[Exercise requirements]:
1: Answer these questions from the passage:
(a) What did Lenin repeat was on the order of the day?
(b) In which work did Trotsky deal with the alternatives of revolution or capitalist peace in 1915?
(c) According to the quote from Trotsky, upon what, above all, does the issue depend?
2: Translate this sentence from the passage into Spanish: "This cannot possibly be theoretically determined in advance."
3: Output the part of the passage that begins at the words "In other words, while" and ends after the words "does today also.", copying it exactly.

[Passage]:

════

In other words, while Lenin had a revolutionary perspective, and repeated that the struggle for power was on the order of the day, he did not guarantee that the actual proletarian rising would occur on this or that day, and he did not guarantee either that the first rising would lead to victory. He would not and could not say whether the revolution “will come in connection with the first or second imperialist war”. Not only Lenin, but Trotsky as well. Dealing in his War and the International in 1915 with the alternatives of revolution or capitalist peace and temporary stabilization, Trotsky wrote: “Which of the two prospects is the more probable? This cannot possibly be theoretically determined in advance. The issue depends entirely upon the activity of the vital forces of society—above all upon the revolutionary social democracy.” (My emphasis—M.S.) And so it does today also.

════

[Dataset content]:
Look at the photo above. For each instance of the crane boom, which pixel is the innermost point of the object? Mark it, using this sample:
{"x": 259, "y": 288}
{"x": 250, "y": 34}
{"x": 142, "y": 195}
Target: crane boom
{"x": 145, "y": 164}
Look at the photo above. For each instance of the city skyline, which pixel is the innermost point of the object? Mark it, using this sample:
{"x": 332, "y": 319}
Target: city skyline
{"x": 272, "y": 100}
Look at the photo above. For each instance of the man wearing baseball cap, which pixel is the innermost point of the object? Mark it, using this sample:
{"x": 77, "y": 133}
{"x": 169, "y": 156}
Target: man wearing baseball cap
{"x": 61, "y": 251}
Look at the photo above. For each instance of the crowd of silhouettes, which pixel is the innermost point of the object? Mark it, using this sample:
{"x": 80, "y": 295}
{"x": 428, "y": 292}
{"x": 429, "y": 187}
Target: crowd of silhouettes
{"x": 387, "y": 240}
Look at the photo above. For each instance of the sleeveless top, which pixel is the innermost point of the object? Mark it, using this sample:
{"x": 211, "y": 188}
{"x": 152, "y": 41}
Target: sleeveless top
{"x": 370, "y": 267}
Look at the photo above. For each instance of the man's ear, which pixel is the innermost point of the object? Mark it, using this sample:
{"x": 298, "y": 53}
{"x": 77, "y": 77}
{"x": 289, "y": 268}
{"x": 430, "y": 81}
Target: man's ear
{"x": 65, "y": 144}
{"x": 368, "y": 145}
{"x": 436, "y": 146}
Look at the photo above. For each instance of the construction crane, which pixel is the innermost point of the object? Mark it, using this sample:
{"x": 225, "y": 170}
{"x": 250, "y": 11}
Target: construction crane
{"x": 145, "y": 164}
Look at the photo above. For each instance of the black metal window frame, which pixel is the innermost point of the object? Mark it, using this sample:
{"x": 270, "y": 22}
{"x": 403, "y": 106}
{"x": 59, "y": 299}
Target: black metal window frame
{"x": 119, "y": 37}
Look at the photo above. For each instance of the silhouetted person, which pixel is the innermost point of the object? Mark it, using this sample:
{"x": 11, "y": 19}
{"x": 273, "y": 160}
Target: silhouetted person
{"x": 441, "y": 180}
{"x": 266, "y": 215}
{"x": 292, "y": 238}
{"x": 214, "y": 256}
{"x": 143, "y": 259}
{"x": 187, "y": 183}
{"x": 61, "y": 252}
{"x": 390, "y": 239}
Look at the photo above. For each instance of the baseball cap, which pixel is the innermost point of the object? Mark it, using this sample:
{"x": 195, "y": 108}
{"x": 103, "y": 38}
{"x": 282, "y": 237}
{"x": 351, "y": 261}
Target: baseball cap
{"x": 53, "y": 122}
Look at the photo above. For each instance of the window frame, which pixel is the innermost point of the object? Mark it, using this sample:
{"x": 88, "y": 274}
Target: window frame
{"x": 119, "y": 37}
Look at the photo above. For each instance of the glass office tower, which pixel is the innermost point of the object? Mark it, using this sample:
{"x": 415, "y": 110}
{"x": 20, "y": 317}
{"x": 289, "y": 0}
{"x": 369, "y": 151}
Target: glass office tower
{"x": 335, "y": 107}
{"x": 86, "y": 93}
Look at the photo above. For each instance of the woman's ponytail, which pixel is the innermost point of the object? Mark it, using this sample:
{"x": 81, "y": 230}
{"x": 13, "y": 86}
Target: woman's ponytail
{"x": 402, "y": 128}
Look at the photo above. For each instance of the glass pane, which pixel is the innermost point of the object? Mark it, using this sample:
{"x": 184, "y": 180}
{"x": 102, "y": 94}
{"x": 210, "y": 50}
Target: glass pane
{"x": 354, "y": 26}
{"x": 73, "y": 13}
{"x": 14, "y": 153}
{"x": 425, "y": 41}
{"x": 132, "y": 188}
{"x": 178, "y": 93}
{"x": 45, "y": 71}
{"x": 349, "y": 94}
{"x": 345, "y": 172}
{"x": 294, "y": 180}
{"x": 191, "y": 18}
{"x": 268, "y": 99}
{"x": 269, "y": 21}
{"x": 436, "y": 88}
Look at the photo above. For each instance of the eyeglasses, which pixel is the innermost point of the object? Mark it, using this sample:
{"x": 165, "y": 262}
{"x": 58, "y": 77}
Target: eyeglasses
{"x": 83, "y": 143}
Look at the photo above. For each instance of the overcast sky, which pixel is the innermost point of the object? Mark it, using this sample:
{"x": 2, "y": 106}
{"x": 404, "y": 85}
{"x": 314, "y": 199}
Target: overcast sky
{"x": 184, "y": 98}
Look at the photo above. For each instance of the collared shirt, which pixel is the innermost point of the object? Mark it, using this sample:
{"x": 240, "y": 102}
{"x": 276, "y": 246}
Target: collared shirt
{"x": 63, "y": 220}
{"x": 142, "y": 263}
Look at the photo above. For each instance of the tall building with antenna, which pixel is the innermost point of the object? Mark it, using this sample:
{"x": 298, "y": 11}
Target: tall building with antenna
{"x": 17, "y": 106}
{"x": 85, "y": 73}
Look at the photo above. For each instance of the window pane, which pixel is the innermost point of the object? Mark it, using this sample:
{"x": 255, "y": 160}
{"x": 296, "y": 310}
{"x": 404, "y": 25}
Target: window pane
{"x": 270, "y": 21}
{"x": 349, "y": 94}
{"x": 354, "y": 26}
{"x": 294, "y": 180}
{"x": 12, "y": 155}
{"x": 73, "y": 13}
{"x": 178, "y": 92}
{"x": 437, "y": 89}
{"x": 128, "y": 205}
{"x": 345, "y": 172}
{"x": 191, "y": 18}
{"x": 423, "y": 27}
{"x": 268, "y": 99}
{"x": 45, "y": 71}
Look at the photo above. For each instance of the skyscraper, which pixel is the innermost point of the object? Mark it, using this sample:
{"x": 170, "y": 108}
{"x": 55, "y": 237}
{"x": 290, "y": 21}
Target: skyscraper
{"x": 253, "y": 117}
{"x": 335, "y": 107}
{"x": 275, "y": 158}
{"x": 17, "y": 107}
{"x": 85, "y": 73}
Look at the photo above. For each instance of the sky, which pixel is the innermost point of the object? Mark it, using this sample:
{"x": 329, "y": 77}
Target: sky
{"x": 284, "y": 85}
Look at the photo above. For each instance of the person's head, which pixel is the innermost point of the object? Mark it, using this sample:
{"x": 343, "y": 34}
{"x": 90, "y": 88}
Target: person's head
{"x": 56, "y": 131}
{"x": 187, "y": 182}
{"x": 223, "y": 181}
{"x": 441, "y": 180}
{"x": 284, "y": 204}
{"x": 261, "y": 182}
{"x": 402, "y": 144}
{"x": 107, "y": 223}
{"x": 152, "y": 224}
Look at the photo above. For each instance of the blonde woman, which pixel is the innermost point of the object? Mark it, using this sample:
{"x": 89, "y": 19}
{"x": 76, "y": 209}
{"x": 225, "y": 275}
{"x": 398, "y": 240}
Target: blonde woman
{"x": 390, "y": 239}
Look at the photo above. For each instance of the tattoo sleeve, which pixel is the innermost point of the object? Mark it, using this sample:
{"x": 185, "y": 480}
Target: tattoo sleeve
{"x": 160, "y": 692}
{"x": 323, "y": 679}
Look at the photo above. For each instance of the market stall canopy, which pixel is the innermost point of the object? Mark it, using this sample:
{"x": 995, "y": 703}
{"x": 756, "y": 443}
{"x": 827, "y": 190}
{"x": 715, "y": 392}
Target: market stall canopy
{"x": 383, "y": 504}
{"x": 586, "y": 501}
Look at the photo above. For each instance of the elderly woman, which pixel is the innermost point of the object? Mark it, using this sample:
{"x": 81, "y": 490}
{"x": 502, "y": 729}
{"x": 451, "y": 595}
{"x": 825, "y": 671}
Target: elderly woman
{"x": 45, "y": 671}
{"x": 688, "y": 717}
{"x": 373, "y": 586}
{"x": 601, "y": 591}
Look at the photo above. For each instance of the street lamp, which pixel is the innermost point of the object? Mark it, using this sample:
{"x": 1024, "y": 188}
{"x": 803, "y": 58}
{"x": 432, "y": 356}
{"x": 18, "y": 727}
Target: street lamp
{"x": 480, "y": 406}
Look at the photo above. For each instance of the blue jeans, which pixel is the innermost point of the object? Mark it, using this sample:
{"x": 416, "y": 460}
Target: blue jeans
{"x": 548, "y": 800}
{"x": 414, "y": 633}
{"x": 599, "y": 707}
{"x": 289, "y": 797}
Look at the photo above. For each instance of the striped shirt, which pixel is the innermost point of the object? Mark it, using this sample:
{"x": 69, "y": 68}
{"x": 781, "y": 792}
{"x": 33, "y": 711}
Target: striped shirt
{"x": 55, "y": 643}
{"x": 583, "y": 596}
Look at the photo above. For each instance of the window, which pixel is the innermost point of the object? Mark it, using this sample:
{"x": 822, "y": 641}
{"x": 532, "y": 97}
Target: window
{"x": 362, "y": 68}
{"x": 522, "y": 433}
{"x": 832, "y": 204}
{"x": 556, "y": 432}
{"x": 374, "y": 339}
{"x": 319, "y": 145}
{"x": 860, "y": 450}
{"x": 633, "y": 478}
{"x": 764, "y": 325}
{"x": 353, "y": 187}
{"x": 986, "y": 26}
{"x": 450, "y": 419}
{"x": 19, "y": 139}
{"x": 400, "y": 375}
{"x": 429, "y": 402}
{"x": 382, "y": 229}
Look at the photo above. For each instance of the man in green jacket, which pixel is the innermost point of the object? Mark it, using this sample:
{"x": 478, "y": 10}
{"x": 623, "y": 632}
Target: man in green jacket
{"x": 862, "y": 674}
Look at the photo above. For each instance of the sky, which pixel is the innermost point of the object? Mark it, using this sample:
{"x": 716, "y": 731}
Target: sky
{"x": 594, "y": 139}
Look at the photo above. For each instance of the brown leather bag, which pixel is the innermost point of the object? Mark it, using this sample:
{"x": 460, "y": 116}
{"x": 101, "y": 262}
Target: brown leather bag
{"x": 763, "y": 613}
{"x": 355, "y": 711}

════

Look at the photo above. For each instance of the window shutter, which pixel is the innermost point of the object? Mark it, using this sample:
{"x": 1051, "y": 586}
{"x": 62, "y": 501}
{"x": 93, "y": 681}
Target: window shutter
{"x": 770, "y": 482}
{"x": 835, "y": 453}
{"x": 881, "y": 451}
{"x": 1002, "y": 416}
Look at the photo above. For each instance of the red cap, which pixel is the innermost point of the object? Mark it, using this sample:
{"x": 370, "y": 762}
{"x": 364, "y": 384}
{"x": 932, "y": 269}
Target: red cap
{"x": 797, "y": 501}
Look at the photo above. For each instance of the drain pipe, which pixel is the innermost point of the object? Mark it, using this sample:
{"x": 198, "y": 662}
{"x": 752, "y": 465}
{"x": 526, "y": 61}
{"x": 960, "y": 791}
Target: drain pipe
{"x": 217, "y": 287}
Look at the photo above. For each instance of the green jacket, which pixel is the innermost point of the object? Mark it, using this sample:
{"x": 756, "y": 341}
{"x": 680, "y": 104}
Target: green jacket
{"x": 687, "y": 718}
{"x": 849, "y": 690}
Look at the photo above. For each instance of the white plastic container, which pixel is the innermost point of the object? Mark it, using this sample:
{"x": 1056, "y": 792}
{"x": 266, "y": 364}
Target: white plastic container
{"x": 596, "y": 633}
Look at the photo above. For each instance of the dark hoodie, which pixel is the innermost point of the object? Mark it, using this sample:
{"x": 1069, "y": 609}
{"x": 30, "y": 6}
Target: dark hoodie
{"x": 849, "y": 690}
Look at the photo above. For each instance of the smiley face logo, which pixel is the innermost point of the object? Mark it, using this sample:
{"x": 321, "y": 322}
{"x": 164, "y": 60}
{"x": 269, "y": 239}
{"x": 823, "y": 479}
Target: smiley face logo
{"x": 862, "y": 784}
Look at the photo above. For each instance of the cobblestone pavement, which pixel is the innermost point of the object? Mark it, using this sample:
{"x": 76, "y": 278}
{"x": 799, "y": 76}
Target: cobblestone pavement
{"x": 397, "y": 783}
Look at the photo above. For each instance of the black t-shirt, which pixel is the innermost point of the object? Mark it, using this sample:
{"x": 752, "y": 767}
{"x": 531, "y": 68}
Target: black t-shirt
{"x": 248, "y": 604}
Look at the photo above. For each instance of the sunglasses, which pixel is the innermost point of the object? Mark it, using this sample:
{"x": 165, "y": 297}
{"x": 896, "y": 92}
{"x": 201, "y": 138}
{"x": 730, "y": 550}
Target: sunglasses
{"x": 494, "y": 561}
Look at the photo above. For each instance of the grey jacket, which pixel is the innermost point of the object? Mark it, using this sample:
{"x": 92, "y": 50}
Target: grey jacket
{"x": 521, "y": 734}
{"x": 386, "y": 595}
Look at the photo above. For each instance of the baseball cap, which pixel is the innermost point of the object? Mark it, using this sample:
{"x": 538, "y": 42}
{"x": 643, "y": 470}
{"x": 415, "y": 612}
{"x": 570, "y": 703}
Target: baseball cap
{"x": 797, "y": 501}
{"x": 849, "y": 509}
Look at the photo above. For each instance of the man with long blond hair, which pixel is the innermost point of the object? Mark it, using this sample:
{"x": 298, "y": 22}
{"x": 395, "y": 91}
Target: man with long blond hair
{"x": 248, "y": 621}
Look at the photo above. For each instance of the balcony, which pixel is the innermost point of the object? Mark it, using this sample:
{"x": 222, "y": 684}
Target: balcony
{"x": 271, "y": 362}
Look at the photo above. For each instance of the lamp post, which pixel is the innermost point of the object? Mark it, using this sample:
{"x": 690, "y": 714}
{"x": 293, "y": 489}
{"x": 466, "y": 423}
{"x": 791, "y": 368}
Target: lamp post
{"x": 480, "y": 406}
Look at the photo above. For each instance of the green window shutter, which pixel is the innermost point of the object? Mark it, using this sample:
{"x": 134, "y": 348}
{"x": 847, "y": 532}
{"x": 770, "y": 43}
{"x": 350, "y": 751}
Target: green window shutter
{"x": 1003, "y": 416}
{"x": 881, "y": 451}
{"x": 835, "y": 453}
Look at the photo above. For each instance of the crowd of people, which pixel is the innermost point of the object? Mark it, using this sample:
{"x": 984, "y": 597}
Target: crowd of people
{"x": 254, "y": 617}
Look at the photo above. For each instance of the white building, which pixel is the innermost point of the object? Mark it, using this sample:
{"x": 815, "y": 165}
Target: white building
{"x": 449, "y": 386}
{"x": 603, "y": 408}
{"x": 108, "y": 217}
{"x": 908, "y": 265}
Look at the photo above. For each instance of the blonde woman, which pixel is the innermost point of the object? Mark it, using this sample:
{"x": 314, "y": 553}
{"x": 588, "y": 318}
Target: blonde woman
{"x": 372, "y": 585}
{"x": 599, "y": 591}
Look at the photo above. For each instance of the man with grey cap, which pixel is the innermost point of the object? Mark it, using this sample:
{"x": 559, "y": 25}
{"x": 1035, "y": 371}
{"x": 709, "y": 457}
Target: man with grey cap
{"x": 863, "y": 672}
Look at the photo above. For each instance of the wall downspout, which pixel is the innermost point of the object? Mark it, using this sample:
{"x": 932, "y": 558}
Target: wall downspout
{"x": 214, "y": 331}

════

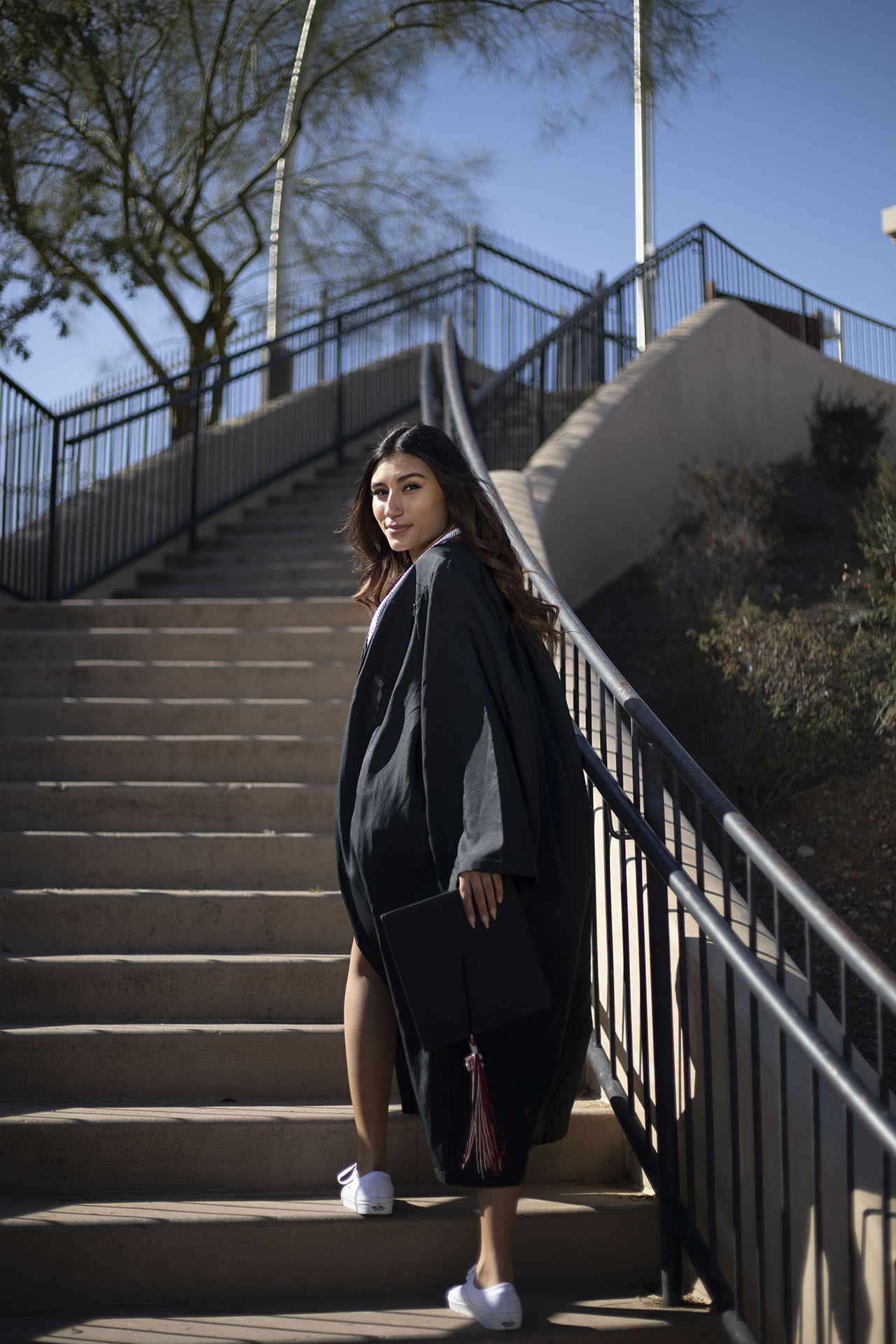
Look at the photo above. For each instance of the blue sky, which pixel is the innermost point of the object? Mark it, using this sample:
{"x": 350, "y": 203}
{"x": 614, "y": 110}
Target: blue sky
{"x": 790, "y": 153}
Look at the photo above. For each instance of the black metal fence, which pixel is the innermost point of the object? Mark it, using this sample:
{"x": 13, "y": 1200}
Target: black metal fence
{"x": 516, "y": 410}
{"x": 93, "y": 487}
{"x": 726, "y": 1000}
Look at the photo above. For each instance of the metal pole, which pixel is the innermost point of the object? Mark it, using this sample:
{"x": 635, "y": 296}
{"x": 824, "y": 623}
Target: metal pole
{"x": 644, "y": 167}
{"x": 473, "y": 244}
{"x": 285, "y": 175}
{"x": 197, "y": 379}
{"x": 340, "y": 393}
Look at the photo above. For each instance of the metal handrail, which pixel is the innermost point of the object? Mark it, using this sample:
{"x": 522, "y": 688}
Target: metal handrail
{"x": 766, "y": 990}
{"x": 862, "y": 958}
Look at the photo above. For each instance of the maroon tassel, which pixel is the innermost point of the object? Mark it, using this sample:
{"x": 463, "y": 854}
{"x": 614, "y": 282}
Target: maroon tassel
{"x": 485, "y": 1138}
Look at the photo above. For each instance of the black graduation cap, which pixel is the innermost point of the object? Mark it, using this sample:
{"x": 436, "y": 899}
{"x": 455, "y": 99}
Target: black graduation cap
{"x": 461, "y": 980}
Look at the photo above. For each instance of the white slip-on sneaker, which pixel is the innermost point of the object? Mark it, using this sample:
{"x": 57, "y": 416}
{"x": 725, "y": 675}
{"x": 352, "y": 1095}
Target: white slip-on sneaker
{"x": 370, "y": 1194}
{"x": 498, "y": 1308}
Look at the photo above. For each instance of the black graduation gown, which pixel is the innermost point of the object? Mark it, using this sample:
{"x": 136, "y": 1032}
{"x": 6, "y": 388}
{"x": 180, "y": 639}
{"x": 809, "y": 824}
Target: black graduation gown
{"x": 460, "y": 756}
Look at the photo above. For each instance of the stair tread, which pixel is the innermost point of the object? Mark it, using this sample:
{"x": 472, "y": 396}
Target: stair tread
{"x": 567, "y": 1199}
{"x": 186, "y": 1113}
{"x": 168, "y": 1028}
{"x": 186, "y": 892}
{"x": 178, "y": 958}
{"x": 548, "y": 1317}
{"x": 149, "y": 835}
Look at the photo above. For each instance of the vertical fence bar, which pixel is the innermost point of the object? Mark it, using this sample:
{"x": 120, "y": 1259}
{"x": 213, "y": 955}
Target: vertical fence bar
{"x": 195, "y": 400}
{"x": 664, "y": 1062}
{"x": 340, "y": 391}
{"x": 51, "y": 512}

════

[List of solutions]:
1:
(a) The struggle for power.
(b) War and the International.
(c) Upon the revolutionary social democracy.

2: Esto no se puede determinar teóricamente de antemano en modo alguno.

3:
In other words, while Lenin had a revolutionary perspective, and repeated that the struggle for power was on the order of the day, he did not guarantee that the actual proletarian rising would occur on this or that day, and he did not guarantee either that the first rising would lead to victory. He would not and could not say whether the revolution “will come in connection with the first or second imperialist war”. Not only Lenin, but Trotsky as well. Dealing in his War and the International in 1915 with the alternatives of revolution or capitalist peace and temporary stabilization, Trotsky wrote: “Which of the two prospects is the more probable? This cannot possibly be theoretically determined in advance. The issue depends entirely upon the activity of the vital forces of society—above all upon the revolutionary social democracy.” (My emphasis—M.S.) And so it does today also.